→ **Problem to solve**: Count how many lines in the listing below contain the word "water", treating uppercase and lowercase as different. Give only the number.

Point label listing

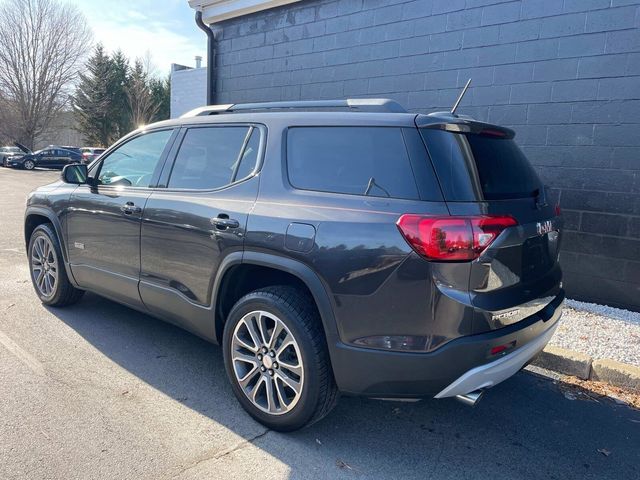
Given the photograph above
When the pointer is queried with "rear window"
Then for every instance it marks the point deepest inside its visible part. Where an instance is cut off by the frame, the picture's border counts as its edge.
(369, 161)
(474, 167)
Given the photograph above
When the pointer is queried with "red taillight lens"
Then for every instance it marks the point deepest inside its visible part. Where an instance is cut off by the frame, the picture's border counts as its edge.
(449, 239)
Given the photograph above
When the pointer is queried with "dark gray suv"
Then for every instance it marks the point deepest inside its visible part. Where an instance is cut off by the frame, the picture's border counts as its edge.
(335, 246)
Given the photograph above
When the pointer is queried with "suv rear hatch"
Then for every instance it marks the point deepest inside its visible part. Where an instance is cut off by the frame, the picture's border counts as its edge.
(482, 172)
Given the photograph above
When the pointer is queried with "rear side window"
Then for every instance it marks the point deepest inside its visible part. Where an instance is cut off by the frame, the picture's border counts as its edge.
(353, 160)
(474, 167)
(213, 157)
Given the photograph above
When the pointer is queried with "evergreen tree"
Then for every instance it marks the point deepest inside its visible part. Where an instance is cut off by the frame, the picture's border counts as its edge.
(120, 103)
(161, 93)
(142, 106)
(92, 99)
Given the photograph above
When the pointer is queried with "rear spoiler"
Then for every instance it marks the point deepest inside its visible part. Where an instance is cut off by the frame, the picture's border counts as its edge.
(462, 124)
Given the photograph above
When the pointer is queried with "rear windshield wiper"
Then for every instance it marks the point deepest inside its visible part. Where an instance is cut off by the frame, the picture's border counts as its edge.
(540, 197)
(372, 183)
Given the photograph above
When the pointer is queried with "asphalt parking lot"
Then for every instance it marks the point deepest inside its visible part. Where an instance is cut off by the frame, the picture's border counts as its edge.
(100, 391)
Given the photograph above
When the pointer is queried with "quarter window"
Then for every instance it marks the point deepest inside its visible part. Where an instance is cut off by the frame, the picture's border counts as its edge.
(134, 163)
(369, 161)
(213, 157)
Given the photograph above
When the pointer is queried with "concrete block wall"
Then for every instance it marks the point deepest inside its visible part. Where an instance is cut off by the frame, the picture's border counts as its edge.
(565, 74)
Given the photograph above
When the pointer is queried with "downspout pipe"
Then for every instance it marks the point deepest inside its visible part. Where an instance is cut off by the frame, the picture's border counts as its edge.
(211, 39)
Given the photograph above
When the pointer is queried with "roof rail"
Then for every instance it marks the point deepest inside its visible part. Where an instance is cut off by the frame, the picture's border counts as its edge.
(360, 104)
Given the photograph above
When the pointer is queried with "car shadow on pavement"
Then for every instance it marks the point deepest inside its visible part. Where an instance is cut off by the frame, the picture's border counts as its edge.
(523, 428)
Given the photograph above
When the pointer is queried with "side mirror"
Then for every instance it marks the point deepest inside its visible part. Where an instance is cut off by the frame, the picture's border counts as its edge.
(75, 173)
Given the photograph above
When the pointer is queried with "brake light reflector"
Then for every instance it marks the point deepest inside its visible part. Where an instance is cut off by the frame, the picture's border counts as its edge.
(450, 239)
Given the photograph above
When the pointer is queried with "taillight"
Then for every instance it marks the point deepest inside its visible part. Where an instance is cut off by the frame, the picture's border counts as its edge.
(450, 239)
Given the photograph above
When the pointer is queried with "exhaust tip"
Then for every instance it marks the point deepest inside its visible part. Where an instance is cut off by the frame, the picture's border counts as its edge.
(470, 398)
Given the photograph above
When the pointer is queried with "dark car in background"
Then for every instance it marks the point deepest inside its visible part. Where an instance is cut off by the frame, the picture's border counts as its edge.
(9, 151)
(50, 157)
(370, 251)
(89, 154)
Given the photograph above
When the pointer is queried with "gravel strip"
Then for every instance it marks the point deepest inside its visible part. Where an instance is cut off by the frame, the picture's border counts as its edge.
(600, 331)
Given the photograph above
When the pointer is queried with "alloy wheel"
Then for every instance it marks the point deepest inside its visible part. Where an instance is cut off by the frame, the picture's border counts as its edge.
(44, 266)
(267, 362)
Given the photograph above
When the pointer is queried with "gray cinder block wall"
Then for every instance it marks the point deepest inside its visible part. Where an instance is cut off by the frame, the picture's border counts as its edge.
(565, 74)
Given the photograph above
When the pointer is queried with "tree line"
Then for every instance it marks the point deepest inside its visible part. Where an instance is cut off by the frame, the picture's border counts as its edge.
(113, 98)
(44, 71)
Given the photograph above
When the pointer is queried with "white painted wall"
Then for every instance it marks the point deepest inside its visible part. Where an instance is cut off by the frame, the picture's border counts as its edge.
(188, 90)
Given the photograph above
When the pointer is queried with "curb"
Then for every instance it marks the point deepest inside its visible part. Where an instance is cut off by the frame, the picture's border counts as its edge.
(576, 364)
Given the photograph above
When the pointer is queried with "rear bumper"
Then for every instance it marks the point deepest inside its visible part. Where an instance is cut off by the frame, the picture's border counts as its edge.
(459, 367)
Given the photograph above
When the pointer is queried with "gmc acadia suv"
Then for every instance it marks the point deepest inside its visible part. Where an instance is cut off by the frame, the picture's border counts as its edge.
(332, 246)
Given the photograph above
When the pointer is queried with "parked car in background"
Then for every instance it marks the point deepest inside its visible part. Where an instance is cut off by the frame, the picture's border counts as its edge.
(50, 157)
(89, 154)
(6, 152)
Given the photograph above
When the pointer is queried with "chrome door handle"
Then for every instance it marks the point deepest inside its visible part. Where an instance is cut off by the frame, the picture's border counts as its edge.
(224, 222)
(129, 208)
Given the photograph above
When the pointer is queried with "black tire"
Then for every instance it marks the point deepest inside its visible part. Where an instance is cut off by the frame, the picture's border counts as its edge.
(297, 311)
(64, 293)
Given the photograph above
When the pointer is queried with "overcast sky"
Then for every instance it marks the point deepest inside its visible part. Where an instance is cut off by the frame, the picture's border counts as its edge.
(166, 28)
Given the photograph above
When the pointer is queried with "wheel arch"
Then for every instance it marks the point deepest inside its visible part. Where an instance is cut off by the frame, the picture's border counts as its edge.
(36, 216)
(232, 283)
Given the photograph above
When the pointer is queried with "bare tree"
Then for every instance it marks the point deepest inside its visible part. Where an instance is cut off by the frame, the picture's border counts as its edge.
(42, 46)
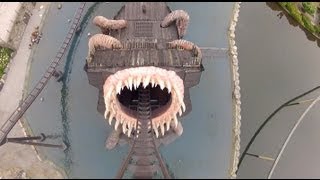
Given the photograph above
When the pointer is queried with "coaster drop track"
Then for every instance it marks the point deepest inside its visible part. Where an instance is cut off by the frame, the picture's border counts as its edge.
(143, 159)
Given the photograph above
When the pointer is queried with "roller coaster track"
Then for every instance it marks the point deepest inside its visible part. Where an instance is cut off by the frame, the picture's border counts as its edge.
(23, 107)
(143, 155)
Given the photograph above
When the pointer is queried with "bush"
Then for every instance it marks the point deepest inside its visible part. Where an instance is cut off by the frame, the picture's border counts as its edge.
(283, 4)
(294, 11)
(308, 24)
(4, 59)
(317, 29)
(309, 8)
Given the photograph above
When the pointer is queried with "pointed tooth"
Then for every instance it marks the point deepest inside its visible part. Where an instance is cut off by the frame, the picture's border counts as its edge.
(168, 125)
(118, 88)
(135, 125)
(139, 78)
(130, 80)
(161, 84)
(175, 121)
(162, 129)
(146, 81)
(117, 124)
(156, 131)
(129, 86)
(130, 129)
(153, 83)
(180, 111)
(127, 83)
(110, 118)
(135, 83)
(106, 114)
(168, 84)
(124, 128)
(183, 106)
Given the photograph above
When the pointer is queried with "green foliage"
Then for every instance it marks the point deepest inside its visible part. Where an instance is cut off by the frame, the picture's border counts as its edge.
(307, 24)
(4, 59)
(317, 29)
(309, 7)
(294, 11)
(283, 4)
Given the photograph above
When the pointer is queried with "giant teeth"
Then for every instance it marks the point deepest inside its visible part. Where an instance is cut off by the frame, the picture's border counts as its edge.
(180, 111)
(110, 118)
(156, 131)
(106, 114)
(127, 83)
(130, 82)
(175, 121)
(162, 129)
(135, 83)
(168, 125)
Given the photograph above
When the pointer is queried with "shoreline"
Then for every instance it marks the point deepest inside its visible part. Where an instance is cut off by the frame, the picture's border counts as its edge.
(33, 165)
(24, 123)
(235, 91)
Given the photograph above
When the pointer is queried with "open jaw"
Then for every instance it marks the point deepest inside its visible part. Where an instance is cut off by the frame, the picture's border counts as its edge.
(120, 91)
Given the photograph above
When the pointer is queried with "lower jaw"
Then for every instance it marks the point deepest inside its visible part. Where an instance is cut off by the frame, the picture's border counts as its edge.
(159, 117)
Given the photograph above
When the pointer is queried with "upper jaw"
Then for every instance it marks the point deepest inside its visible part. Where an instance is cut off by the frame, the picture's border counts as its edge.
(132, 78)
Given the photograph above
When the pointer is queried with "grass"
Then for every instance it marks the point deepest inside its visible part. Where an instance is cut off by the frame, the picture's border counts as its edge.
(302, 19)
(4, 59)
(309, 7)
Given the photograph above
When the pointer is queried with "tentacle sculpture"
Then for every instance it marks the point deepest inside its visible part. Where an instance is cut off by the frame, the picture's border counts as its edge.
(107, 24)
(182, 20)
(187, 45)
(102, 41)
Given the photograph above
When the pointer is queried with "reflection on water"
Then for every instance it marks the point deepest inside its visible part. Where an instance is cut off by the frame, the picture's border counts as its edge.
(276, 63)
(70, 107)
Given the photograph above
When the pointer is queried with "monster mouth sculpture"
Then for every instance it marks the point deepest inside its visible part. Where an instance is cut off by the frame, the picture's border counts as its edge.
(119, 87)
(141, 49)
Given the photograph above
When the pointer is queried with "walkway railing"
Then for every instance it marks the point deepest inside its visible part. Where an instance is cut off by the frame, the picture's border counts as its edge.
(23, 107)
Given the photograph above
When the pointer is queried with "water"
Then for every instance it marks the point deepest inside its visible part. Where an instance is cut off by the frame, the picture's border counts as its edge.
(69, 107)
(278, 61)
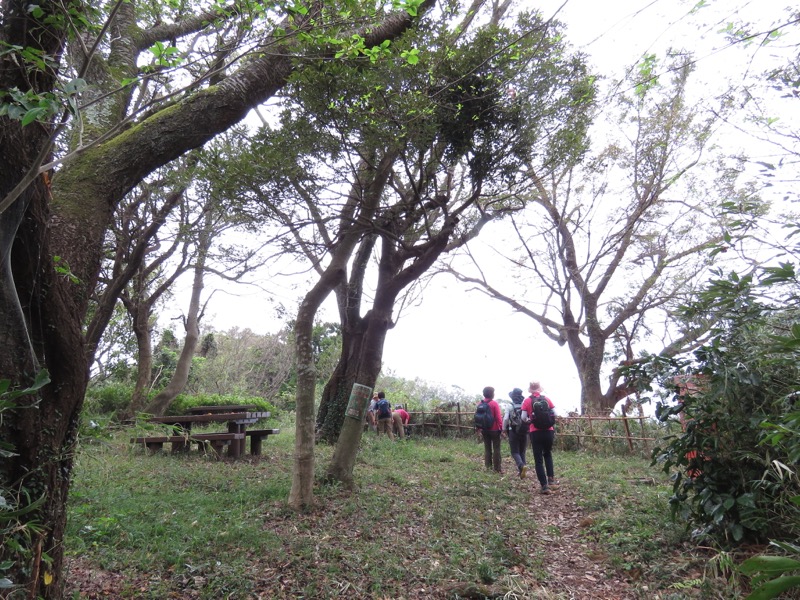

→ **Solved problem**: 2